[Begin Given records]

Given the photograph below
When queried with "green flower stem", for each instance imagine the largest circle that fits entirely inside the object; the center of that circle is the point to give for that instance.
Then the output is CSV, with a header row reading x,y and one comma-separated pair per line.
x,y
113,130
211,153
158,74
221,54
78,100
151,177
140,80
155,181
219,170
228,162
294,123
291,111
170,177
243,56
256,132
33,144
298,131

[End Given records]
[Begin Given records]

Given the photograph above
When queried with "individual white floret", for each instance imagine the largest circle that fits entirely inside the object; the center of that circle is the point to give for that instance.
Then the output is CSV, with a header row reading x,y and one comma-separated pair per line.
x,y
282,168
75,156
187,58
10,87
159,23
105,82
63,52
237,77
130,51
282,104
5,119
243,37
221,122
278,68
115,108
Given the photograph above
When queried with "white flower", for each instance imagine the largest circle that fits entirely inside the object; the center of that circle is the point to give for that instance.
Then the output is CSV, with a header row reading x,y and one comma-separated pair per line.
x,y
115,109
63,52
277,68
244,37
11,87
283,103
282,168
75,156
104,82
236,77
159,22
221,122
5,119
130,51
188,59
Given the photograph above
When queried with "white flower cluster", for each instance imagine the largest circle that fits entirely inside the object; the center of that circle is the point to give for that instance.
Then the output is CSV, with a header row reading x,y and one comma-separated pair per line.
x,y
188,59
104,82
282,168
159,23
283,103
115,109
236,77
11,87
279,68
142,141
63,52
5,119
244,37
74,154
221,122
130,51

[End Given records]

Aim of the task: Find every line in the data above that contains the word "fits", and copy each of those lines.

Full solution:
When queried with "green flower stem", for each instance imagine the largest circle that fits entirely inside the object; the center of that circle is the point to give for that instance.
When queried with "individual white floret", for each instance imagine the largest circle that fits entirely inside the object; the center of that circle is the point to give for that instance.
When queried with "white flower", for each instance imagine the largest circle that fits entirely inside the object; the center of that circle is the point to give for that instance.
When queried with "white flower cluster", for each instance imagine the largest circle that fits entirely inside the object; the center of that circle is the point to give for that instance.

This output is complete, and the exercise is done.